▶ **What you will do**: List every line of the material below that contains the word "dark". Copy each matching line in full.

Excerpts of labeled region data
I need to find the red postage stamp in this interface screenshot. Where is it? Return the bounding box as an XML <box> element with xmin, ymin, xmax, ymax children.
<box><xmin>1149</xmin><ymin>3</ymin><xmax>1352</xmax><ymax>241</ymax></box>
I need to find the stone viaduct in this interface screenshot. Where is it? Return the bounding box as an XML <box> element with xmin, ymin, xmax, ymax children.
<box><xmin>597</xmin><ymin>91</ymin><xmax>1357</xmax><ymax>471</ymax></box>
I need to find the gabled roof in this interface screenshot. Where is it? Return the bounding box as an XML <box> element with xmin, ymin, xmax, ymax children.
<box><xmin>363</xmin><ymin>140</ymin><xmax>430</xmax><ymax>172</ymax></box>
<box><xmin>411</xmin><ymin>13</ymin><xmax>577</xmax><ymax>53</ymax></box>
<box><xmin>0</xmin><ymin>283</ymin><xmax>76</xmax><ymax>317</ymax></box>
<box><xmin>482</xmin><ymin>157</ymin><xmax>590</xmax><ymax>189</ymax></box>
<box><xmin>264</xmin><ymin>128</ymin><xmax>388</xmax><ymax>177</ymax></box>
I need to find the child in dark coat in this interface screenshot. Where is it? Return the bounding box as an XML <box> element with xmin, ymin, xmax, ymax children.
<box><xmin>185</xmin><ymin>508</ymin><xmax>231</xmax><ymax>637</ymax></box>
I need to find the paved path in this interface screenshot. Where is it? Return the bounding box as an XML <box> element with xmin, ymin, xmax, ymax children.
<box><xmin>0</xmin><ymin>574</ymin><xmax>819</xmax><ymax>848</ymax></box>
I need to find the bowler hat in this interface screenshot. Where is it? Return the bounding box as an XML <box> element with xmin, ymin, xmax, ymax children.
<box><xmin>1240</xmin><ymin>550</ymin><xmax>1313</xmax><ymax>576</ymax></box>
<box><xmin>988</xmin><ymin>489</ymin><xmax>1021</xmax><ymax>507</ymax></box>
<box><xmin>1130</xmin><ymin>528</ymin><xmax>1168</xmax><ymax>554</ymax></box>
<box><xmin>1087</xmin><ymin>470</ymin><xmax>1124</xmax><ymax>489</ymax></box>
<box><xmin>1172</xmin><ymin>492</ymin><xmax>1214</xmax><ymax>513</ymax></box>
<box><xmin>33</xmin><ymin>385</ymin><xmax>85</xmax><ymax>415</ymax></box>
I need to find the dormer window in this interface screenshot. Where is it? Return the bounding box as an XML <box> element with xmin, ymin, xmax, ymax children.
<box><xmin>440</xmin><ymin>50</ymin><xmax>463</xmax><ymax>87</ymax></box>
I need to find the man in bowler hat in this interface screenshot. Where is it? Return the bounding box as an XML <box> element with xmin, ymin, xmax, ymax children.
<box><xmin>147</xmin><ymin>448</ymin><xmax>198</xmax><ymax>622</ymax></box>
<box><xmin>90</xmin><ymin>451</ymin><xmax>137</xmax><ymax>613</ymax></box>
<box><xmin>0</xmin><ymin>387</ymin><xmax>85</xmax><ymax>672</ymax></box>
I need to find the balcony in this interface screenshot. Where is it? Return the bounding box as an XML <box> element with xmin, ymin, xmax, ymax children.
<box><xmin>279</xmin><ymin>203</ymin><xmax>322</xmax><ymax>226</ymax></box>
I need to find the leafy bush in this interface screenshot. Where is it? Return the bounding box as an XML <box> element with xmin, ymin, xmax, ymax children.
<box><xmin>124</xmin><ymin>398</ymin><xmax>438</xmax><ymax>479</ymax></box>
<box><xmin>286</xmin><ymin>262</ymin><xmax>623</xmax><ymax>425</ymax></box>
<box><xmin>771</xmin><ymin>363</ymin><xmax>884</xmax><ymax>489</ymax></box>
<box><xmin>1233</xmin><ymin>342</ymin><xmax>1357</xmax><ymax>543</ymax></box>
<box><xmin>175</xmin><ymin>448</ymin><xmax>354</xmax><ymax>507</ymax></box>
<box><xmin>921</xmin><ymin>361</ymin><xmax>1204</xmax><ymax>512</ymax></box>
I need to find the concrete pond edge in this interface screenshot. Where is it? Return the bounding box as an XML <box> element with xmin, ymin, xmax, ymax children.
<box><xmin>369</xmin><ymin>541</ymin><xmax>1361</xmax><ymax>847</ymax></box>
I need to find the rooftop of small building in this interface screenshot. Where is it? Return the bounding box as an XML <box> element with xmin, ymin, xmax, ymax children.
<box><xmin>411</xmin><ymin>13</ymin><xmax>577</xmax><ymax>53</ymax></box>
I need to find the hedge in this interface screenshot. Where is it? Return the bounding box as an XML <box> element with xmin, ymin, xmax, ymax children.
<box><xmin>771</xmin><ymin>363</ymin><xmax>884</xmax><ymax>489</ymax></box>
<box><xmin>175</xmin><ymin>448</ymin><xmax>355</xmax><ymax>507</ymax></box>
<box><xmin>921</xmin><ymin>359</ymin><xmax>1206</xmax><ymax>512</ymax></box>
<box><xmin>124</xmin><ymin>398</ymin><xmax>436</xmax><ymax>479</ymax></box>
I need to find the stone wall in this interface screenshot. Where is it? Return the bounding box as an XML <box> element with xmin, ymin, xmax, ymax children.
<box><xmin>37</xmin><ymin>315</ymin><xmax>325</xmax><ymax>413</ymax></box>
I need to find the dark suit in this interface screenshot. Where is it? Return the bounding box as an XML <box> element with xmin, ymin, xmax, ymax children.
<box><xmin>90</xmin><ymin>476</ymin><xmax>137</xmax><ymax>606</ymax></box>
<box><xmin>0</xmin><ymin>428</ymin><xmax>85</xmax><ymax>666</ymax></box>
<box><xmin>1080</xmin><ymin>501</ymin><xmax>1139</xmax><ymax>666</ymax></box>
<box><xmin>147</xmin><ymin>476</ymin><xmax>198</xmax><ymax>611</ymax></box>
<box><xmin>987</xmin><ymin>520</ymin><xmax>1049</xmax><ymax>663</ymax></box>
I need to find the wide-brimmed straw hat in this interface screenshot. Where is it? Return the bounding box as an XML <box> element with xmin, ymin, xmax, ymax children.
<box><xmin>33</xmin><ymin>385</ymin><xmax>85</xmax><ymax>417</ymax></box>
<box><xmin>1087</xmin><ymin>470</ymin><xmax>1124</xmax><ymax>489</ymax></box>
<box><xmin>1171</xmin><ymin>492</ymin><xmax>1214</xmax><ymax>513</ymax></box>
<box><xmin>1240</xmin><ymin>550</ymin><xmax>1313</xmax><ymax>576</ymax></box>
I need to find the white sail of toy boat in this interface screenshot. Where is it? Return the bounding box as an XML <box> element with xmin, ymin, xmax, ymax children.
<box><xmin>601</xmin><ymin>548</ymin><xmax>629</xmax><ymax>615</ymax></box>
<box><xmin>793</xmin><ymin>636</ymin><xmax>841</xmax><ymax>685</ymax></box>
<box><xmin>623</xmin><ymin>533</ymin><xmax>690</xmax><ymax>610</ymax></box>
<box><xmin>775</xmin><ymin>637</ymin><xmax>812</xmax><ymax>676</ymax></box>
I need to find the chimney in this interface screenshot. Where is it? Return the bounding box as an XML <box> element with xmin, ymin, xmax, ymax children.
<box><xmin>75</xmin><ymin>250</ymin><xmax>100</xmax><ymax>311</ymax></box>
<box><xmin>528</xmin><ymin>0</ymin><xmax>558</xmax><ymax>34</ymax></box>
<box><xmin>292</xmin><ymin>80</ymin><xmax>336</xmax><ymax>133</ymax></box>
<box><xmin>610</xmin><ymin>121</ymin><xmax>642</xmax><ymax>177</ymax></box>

▶ **Complete output**:
I need to find the child in dark coat in this interface screenshot. Where is it? Return the bounding box as an XML <box> element with xmin, ymin, xmax, ymax children.
I need to find the dark suit in this interface screenshot. Where is it? Return the bounding box as an XML <box> element with xmin, ymin, xmax, ymax children.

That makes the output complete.